- [TRY IT] Could you write out all the records once more, exactly?

- [MATERIAL FOR THIS TASK]
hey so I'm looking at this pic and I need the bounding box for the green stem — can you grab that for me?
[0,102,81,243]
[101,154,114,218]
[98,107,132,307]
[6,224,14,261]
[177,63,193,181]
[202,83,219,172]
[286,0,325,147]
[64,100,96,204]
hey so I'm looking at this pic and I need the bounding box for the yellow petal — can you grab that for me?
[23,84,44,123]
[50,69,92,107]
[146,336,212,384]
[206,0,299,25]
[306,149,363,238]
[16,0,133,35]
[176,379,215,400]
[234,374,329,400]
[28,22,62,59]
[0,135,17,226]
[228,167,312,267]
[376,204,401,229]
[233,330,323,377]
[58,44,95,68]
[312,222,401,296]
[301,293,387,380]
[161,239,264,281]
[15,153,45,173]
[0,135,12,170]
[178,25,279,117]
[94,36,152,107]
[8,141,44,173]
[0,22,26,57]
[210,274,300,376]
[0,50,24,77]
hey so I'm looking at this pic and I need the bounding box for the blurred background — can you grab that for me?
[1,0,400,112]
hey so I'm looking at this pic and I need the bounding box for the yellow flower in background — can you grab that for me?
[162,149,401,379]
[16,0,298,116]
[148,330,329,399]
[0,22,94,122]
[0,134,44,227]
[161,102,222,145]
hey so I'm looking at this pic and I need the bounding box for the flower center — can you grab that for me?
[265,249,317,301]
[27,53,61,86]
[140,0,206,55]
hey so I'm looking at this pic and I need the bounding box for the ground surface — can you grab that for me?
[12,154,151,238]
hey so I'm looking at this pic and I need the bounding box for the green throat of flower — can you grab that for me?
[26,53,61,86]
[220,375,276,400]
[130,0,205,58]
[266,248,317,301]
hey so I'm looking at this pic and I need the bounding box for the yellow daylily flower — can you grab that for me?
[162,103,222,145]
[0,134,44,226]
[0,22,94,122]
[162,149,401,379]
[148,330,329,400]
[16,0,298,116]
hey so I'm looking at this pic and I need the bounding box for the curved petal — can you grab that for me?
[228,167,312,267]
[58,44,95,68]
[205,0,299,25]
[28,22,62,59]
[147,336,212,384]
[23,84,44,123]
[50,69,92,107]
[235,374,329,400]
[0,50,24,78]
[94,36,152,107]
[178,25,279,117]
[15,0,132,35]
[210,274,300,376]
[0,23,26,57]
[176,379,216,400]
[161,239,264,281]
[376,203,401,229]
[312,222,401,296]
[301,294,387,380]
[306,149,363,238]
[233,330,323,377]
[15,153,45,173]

- [SOLUTION TO THE PROBLEM]
hey so I'm looking at this pic and I need the bounding box for the green stem — can you grab that for me?
[0,102,81,243]
[101,154,114,218]
[98,107,132,307]
[6,224,14,261]
[177,63,193,181]
[202,83,219,172]
[286,0,325,147]
[64,100,96,204]
hey so I'm looking at this pic and I need the bounding box for the yellow petal — can you grab that for me?
[23,84,44,123]
[50,69,92,107]
[146,336,212,384]
[206,0,299,25]
[306,149,363,238]
[16,0,133,35]
[176,379,215,400]
[234,374,329,400]
[28,22,62,59]
[0,135,17,226]
[228,167,312,267]
[376,204,401,229]
[233,330,323,377]
[58,44,95,68]
[312,222,401,296]
[301,293,387,380]
[161,239,264,281]
[15,153,45,173]
[0,135,12,170]
[178,25,279,117]
[94,36,152,107]
[8,141,44,173]
[0,22,26,57]
[210,274,300,376]
[0,50,24,77]
hey so I'm looking at this pic and I need the bounding box for the blurred background — can you grab that for me?
[1,0,400,112]
hey so I'm looking at this pic and I need the bounding box for the yellow flower in background — can you grab that for me?
[162,149,401,379]
[16,0,298,116]
[148,330,329,399]
[0,22,94,122]
[0,134,44,227]
[161,102,222,145]
hey so I'm looking at this pic and I need the bounding box for the flower center — can you grab that for me?
[265,249,317,301]
[27,53,61,86]
[140,0,206,55]
hey so I'm looking at this pic and I need the bounding box for the ground surface — can you grab that for me?
[12,154,151,238]
hey so I'm looking at this pic and I need the bounding box for the green throat of flower — can you grab that for me?
[26,53,61,86]
[220,375,276,400]
[130,0,205,58]
[266,248,317,301]
hey so I'm looking at this pic and I need the bounding box for the yellow daylily flower — can you grab that for me?
[162,103,222,145]
[0,134,44,226]
[0,22,94,122]
[162,149,401,379]
[148,330,329,400]
[16,0,298,116]
hey so I'm looking at this pic and I need the bounding box for the curved petal — can you grab that for me?
[228,167,312,267]
[58,44,95,68]
[205,0,299,25]
[28,22,62,59]
[147,336,212,384]
[23,84,44,123]
[50,69,92,107]
[235,374,329,400]
[0,50,24,78]
[94,36,152,107]
[178,25,279,117]
[15,0,132,35]
[210,274,300,376]
[0,23,26,57]
[176,379,216,400]
[161,239,264,281]
[376,203,401,229]
[312,222,401,296]
[301,294,387,380]
[306,149,363,238]
[233,330,323,377]
[15,153,45,173]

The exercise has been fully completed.